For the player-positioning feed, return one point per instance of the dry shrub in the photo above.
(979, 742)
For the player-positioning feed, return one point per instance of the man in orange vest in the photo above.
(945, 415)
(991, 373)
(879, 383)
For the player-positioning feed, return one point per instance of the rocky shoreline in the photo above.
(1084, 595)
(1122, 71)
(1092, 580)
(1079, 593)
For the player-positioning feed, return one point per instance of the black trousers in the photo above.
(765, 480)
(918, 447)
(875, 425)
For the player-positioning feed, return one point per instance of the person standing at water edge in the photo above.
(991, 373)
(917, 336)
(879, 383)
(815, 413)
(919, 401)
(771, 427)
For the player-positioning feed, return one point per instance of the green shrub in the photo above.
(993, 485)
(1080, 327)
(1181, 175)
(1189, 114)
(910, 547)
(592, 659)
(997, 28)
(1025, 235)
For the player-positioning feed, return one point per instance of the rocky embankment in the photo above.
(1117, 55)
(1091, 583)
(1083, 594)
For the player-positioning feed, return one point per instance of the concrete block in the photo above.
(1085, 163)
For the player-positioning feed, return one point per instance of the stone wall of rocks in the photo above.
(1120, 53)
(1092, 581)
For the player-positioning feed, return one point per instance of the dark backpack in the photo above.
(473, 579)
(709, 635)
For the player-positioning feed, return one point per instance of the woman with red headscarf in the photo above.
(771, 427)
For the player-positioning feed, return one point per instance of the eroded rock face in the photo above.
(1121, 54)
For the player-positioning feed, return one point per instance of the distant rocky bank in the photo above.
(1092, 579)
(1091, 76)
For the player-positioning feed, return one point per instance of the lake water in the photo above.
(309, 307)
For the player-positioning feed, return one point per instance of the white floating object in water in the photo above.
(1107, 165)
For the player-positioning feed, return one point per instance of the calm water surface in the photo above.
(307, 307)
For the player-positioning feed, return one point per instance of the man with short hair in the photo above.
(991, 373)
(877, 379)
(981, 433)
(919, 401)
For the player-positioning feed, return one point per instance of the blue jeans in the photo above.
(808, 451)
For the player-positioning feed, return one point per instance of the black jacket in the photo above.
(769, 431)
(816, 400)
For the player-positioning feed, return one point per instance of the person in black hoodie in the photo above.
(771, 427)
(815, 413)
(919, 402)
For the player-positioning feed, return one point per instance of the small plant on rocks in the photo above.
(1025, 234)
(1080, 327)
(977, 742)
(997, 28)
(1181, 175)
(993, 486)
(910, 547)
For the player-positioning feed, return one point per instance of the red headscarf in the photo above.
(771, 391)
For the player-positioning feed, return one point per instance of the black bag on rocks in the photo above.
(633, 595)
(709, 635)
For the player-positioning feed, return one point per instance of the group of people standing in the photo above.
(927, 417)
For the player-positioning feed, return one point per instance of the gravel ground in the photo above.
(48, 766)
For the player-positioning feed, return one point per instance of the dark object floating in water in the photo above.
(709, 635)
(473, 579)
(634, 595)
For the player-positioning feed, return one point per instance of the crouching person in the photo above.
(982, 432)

---+---

* **Written task**:
Rescale the records from the line containing "person in the photo above." through the end of the records, and give only those lines again, requests included. Multiply every coordinate in the answers by 0.85 and round to whole numbers, with halves rounded up.

* **Answer**:
For the player-positioning feed, return one point per instance of the crouching person in the photo above.
(835, 367)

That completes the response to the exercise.